▶ [WHAT THE EXERCISE ASKS]: Gather each line of the listing below that contains the string "grey". Case counts.
══════
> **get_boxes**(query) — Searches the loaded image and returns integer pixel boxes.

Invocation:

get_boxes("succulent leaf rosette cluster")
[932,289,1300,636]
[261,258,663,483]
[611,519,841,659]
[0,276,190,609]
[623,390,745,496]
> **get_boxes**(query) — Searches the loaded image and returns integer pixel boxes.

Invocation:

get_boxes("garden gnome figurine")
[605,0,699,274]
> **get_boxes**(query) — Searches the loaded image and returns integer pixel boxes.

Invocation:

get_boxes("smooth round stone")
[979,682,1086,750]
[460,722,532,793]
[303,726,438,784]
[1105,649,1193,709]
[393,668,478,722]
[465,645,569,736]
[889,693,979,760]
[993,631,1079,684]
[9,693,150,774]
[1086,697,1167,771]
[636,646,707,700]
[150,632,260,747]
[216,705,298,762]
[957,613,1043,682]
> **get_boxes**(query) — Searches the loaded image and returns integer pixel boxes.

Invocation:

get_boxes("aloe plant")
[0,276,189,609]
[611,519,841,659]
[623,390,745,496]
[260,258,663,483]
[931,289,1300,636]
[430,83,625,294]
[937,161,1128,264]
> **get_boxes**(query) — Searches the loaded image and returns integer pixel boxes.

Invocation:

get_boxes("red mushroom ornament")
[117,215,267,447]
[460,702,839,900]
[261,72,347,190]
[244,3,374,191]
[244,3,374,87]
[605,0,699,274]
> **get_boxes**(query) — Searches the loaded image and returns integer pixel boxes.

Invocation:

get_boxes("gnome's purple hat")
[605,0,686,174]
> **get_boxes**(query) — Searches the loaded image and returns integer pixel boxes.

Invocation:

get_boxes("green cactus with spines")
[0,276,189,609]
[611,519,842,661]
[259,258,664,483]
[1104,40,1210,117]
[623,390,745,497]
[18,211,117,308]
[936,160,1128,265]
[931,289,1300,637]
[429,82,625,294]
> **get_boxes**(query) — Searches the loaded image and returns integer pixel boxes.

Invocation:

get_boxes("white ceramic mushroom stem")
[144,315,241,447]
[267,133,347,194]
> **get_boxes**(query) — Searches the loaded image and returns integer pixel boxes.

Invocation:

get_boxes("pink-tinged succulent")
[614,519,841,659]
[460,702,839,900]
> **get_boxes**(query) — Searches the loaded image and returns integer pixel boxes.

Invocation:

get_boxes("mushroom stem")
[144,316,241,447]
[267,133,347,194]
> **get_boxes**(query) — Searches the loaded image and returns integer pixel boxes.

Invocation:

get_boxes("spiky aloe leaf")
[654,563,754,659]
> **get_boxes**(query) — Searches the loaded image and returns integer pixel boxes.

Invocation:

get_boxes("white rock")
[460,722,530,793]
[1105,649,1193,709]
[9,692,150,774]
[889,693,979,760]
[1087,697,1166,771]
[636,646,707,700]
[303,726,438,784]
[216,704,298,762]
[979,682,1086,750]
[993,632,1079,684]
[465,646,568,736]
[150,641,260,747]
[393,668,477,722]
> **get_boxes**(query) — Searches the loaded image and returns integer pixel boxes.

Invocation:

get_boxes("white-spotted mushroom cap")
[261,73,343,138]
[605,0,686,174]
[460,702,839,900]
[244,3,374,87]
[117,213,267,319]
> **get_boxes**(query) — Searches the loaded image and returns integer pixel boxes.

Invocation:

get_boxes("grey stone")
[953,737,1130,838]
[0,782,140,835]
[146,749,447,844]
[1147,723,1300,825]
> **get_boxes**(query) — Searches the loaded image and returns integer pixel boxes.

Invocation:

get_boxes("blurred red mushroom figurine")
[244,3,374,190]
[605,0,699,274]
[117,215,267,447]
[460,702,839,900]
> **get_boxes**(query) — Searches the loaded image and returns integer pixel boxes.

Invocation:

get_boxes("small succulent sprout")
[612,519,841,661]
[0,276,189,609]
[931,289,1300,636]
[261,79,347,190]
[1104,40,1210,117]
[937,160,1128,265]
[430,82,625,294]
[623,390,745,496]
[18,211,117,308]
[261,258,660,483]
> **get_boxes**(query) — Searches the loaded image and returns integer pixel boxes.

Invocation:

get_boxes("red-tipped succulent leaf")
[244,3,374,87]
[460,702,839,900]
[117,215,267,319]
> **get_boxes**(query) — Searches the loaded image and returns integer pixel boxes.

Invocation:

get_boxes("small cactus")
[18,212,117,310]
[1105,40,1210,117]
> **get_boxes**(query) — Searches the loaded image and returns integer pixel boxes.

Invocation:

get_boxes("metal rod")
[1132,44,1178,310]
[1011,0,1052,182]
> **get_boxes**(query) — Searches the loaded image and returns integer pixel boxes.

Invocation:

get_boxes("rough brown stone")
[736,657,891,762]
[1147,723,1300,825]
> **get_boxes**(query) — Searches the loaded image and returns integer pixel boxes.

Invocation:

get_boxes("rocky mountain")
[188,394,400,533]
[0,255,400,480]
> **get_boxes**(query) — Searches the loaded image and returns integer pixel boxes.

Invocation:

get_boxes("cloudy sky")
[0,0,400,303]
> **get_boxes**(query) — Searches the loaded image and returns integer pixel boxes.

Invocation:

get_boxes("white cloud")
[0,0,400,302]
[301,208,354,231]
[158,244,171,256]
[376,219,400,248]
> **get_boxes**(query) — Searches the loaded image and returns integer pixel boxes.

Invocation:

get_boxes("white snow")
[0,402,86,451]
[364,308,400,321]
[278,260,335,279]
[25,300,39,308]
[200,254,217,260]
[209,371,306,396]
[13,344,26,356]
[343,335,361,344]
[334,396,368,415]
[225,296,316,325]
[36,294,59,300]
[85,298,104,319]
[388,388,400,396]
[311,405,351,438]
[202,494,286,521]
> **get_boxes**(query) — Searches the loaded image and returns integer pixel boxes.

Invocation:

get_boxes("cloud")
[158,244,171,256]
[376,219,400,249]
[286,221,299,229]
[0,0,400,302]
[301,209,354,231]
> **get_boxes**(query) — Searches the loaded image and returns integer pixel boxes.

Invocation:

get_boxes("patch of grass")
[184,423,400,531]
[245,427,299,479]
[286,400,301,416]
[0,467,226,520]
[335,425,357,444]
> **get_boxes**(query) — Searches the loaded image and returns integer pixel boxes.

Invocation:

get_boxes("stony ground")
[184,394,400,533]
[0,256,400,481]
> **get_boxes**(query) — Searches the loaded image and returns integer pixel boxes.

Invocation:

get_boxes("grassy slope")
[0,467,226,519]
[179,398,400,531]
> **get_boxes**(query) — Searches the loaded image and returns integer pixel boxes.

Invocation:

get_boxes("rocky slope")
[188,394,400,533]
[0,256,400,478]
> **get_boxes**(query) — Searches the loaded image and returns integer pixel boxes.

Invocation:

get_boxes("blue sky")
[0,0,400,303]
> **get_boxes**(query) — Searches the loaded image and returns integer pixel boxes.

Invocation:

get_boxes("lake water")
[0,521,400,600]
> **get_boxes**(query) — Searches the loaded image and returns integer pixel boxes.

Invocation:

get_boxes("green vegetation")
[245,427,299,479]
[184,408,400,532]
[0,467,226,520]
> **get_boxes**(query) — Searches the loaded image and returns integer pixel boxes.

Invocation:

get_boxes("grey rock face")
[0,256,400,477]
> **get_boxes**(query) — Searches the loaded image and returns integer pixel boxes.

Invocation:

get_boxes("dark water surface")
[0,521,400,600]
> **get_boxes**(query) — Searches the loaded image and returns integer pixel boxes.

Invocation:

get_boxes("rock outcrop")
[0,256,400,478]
══════
▶ [EXPECTED OUTPUT]:
get_boxes("grey stone")
get_boxes("grey rock face")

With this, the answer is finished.